Selected text =
--
Three Isolation Backends

Different deployments need different isolation levels. roomkit-sandbox supports three backends through a protocol-based interface:

Docker (Development & CI)

Container-level isolation with ~500ms first boot. Per-user persistent containers, configurable memory and CPU limits, and instant reuse after startup. The default choice for local development and CI pipelines.

from roomkit_sandbox import ContainerSandboxExecutor
from roomkit_sandbox.docker_backend import DockerSandboxBackend

sandbox = ContainerSandboxExecutor(
    backend=DockerSandboxBackend(
        image="ghcr.io/roomkit-live/sandbox:latest",
        memory_limit="512m",
        cpu_count=1,
    ),
    session_id="code-reviewer",
    setup_commands=[
        "git clone https://github.com/org/repo.git /workspace/repo",
    ],
)

Kubernetes (Production)
--
Source data =

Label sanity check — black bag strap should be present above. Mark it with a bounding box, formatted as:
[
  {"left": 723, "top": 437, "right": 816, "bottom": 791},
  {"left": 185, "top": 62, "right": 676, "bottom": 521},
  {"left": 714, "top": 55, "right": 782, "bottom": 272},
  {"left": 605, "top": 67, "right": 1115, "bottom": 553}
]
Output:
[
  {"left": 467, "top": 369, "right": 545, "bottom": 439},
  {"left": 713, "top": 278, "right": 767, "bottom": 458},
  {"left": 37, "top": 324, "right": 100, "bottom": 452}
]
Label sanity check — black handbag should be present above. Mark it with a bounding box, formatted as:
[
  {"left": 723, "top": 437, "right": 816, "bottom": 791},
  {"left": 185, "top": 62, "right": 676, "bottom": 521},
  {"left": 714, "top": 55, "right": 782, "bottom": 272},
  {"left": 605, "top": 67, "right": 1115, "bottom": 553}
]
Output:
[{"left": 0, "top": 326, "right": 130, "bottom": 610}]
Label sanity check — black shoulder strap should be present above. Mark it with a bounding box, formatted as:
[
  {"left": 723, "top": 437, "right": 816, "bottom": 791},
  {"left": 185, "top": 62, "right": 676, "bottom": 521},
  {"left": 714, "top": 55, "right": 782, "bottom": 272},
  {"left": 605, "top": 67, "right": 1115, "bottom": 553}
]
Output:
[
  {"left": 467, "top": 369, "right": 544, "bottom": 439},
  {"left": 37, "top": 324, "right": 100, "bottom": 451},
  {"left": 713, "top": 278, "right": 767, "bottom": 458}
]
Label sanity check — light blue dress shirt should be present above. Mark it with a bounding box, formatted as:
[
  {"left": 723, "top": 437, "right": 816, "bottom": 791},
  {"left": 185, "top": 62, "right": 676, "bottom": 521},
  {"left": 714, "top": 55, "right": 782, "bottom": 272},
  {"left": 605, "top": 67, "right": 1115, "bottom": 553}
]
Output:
--
Required actions =
• a. In the text on isolation backends, how long does the Docker backend take on its first boot?
• b. Go on with the text on isolation backends from the point where it stops.
The rows are separate material from the text on isolation backends.

Answers for the exercise =
• a. About 500ms.

• b.
Pod-level isolation with namespace separation, service accounts, and image pull secrets. Lightweight pods (512Mi, 1 CPU) with label-based discovery for session reuse. The right choice when you're scaling agents in production.

from roomkit_sandbox.k8s_backend import KubernetesSandboxBackend

sandbox = ContainerSandboxExecutor(
    backend=KubernetesSandboxBackend(
        image="ghcr.io/roomkit-live/sandbox:latest",
        namespace="production",
        service_account="sandbox-runner",
    ),
)

SmolBSD (VM Isolation, Experimental)

True VM-level isolation using QEMU/KVM with a lightweight NetBSD-based microVM. Kernel-level separation means a hypervisor escape is required for breakout. The option for running untrusted code where container isolation isn't enough.

Token-Optimized Output with RTK

LLM context is expensive. Every byte of command output that goes back to the agent costs tokens. roomkit-sandbox uses RTK, a token-optimized CLI for LLMs, as its default command builder for Docker and Kubernetes backends.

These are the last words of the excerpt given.